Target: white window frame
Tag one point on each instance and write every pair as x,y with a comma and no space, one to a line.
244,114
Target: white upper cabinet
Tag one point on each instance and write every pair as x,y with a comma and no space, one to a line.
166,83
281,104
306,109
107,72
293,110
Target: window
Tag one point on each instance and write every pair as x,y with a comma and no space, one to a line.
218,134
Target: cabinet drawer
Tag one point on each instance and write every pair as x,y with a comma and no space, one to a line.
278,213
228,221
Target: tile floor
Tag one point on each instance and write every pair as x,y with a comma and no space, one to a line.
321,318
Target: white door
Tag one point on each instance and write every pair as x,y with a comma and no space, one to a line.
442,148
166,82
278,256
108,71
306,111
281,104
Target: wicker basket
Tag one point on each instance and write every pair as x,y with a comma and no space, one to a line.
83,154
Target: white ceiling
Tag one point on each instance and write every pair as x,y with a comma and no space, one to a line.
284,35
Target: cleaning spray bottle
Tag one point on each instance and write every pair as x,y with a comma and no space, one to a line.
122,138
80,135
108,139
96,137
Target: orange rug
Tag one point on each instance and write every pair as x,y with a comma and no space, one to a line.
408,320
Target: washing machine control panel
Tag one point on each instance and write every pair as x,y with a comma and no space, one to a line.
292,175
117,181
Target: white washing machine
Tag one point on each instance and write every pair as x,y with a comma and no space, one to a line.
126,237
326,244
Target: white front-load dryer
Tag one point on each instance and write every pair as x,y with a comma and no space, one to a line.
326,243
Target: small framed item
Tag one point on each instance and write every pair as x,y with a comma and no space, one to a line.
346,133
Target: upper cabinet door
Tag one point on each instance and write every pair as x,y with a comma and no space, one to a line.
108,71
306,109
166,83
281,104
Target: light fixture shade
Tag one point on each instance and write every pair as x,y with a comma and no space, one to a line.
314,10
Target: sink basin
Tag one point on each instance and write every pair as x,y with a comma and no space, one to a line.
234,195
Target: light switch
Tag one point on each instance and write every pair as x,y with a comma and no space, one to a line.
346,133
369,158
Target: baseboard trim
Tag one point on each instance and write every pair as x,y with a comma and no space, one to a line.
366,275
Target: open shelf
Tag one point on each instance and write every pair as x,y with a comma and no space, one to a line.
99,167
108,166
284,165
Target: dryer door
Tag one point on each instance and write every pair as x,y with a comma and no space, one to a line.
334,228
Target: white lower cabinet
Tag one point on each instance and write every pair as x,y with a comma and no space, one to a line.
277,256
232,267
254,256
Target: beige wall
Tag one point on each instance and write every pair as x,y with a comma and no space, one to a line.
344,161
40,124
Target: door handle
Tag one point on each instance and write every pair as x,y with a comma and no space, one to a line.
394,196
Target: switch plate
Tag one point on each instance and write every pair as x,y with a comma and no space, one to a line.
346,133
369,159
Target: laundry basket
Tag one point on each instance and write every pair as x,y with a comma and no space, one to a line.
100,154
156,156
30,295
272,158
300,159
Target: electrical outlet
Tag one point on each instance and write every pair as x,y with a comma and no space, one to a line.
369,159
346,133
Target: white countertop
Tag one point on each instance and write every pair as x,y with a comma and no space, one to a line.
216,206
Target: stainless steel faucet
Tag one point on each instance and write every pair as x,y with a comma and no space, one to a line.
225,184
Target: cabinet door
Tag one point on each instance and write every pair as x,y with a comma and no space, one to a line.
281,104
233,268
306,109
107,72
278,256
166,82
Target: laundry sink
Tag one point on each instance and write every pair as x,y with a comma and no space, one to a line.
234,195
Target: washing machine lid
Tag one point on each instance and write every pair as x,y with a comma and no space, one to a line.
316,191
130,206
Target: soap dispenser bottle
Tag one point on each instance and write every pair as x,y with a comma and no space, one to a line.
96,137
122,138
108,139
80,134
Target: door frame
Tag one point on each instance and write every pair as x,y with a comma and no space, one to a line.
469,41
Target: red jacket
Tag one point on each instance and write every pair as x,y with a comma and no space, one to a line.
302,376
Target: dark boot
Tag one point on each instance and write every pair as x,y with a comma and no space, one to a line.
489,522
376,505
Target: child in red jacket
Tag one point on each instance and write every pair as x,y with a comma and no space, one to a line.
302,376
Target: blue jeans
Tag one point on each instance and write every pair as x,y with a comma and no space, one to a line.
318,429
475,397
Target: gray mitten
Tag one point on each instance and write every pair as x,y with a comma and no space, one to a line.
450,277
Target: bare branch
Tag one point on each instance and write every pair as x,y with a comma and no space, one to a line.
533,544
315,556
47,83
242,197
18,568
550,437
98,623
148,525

▸ Task prompt:
Copy down every line of the material above that includes the string "jacket".

▸ Answer for this exercise:
Target: red jacket
Target: child in red jacket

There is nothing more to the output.